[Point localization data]
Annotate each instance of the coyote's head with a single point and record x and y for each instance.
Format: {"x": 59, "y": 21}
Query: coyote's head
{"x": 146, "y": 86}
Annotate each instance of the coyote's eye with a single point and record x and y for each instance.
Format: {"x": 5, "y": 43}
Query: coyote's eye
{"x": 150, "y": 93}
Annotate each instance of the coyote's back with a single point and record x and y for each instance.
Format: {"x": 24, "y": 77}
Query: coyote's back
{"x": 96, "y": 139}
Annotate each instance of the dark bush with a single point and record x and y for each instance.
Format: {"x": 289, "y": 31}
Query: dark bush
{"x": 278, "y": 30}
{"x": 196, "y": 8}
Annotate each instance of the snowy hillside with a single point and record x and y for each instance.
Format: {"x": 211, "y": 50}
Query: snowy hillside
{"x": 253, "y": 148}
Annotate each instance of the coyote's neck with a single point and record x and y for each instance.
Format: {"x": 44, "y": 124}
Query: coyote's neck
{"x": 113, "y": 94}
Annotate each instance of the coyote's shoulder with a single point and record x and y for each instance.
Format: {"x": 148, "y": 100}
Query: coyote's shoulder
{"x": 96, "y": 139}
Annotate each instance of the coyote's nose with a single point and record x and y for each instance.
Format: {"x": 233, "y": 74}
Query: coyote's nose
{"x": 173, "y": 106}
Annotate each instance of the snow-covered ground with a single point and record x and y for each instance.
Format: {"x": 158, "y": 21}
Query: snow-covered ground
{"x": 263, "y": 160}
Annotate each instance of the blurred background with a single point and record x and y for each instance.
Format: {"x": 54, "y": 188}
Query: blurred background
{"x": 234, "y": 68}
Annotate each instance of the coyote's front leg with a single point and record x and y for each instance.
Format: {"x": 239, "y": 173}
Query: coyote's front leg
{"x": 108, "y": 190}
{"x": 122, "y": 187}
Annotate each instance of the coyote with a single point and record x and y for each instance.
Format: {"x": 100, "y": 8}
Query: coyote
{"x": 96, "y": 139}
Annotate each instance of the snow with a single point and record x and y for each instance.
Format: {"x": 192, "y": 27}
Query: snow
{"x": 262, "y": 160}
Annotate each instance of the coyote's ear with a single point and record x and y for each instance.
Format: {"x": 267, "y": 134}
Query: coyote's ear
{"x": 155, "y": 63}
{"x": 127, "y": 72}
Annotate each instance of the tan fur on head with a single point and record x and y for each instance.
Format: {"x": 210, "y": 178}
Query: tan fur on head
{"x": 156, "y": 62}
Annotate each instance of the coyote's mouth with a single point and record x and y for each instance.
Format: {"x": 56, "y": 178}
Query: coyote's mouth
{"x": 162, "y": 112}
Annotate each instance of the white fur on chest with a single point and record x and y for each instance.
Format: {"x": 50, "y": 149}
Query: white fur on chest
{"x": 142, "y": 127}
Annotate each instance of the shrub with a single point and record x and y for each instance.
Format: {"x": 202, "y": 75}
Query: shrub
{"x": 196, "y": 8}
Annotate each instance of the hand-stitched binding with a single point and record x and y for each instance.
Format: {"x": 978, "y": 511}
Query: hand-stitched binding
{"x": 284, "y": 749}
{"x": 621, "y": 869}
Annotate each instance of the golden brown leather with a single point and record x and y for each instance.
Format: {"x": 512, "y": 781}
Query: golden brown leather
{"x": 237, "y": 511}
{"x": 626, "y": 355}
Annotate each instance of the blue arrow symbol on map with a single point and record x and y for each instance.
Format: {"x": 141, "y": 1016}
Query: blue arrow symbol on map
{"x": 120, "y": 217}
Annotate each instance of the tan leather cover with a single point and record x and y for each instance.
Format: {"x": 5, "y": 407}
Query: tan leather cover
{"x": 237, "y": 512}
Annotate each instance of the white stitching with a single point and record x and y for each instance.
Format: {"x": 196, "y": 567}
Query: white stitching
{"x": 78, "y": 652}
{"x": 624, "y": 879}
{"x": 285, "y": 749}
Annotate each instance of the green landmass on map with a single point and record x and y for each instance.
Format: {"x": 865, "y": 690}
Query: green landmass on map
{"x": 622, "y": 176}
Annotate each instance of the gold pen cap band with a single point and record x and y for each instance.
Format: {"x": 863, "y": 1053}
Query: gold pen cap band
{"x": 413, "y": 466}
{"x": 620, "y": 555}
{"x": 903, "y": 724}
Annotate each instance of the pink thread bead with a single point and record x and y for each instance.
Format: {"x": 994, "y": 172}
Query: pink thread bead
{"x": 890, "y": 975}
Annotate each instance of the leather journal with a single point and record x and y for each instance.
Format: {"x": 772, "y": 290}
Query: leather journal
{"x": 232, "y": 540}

(What the exercise asks)
Beginning with the first line above, transcribe all of the data exactly.

(Answer box)
Annotate each instance of the coyote's head with a single point and record x and y for each instance.
Format: {"x": 59, "y": 21}
Query: coyote's head
{"x": 146, "y": 86}
Annotate each instance of the coyote's eye with a single point and record x and y for each instance.
Format: {"x": 5, "y": 43}
Query: coyote's eye
{"x": 150, "y": 93}
Annotate each instance of the coyote's back with a single point and record x and y for each instance.
Format: {"x": 24, "y": 77}
Query: coyote's back
{"x": 96, "y": 139}
Annotate each instance of the dark bush with a single point and record x and y for each instance.
Format: {"x": 289, "y": 31}
Query: dark bush
{"x": 278, "y": 30}
{"x": 196, "y": 8}
Annotate each instance of the snowy hillside with a single point and record x and y for each instance.
Format: {"x": 211, "y": 50}
Query: snowy hillside
{"x": 253, "y": 148}
Annotate each instance of the coyote's neck with a single point and record x and y for each instance.
Format: {"x": 44, "y": 124}
Query: coyote's neck
{"x": 113, "y": 94}
Annotate each instance of the coyote's shoulder with a single point and record x and y for each instance.
Format: {"x": 148, "y": 100}
Query: coyote's shoulder
{"x": 96, "y": 139}
Annotate each instance of the coyote's nose with a single point and record x and y for each instance.
Format: {"x": 233, "y": 74}
Query: coyote's nose
{"x": 173, "y": 106}
Annotate each instance of the snow-covered ground with a single point and record x and y for each instance.
Format: {"x": 158, "y": 21}
Query: snow-covered ground
{"x": 263, "y": 160}
Annotate each instance of the blurred background with a single point and record x and y for each instance.
Format: {"x": 54, "y": 188}
Query: blurred background
{"x": 234, "y": 68}
Annotate each instance of the coyote's front leg with a single point and record x and y for each instance.
Format: {"x": 239, "y": 173}
Query: coyote's front leg
{"x": 108, "y": 190}
{"x": 122, "y": 187}
Annotate each instance of the coyote with a single point and record x and y for each instance.
Format: {"x": 100, "y": 8}
Query: coyote
{"x": 96, "y": 139}
Annotate each instance of the snow with a single point and record x and y for each instance.
Format: {"x": 192, "y": 27}
Query: snow
{"x": 262, "y": 160}
Annotate each instance of the coyote's ear with a single point and record x and y for each instance.
Format: {"x": 267, "y": 134}
Query: coyote's ear
{"x": 155, "y": 63}
{"x": 127, "y": 72}
Annotate each instance of the tan fur on head with a single point and record x and y for each instance.
Format: {"x": 210, "y": 178}
Query: tan fur on head
{"x": 156, "y": 62}
Annotate each instance of the coyote's mouth with a single point and record x and y for each instance.
Format: {"x": 56, "y": 178}
Query: coyote's mouth
{"x": 162, "y": 112}
Annotate each instance of the white fur on chest with a single point and record x and y for each instance.
Format: {"x": 50, "y": 149}
Query: white fur on chest
{"x": 142, "y": 127}
Annotate each instance of the shrub with a single point and record x and y for each instance.
Format: {"x": 202, "y": 75}
Query: shrub
{"x": 196, "y": 8}
Annotate each instance of the hand-stitched binding with a single point and record x and y for each instance.
Format: {"x": 978, "y": 511}
Query: hand-stitched binding
{"x": 284, "y": 749}
{"x": 621, "y": 869}
Annotate each instance of the golden brown leather with a single point and record x and y for each instance.
Format: {"x": 512, "y": 781}
Query: golden brown leather
{"x": 237, "y": 511}
{"x": 626, "y": 355}
Annotate each instance of the blue arrow symbol on map with a single point and record x and y for each instance.
Format: {"x": 141, "y": 1016}
Query: blue arrow symbol on map
{"x": 120, "y": 217}
Annotate each instance of the tan leather cover with a single point and record x and y for each instance.
Format: {"x": 5, "y": 407}
Query: tan leather cover
{"x": 237, "y": 512}
Annotate each instance of the white stitching with a single point and record x and y for each instance.
Format: {"x": 196, "y": 567}
Query: white stitching
{"x": 78, "y": 652}
{"x": 624, "y": 879}
{"x": 285, "y": 749}
Annotate each instance of the green landmass on map with a single point and record x and y for each instance.
Format: {"x": 865, "y": 690}
Query: green landmass on map
{"x": 622, "y": 176}
Annotate each instance of the gold pen cap band with a single point and record x and y for each instance.
Format: {"x": 863, "y": 1053}
Query: gold pen cap band
{"x": 413, "y": 466}
{"x": 620, "y": 555}
{"x": 903, "y": 724}
Annotate each instance of the pink thread bead with a single point and record x and y for each instance.
Format: {"x": 994, "y": 172}
Query: pink thread bead
{"x": 890, "y": 975}
Annotate each instance of the leather journal with a single point and record x and y for each instance.
Format: {"x": 772, "y": 290}
Query: leather journal
{"x": 232, "y": 540}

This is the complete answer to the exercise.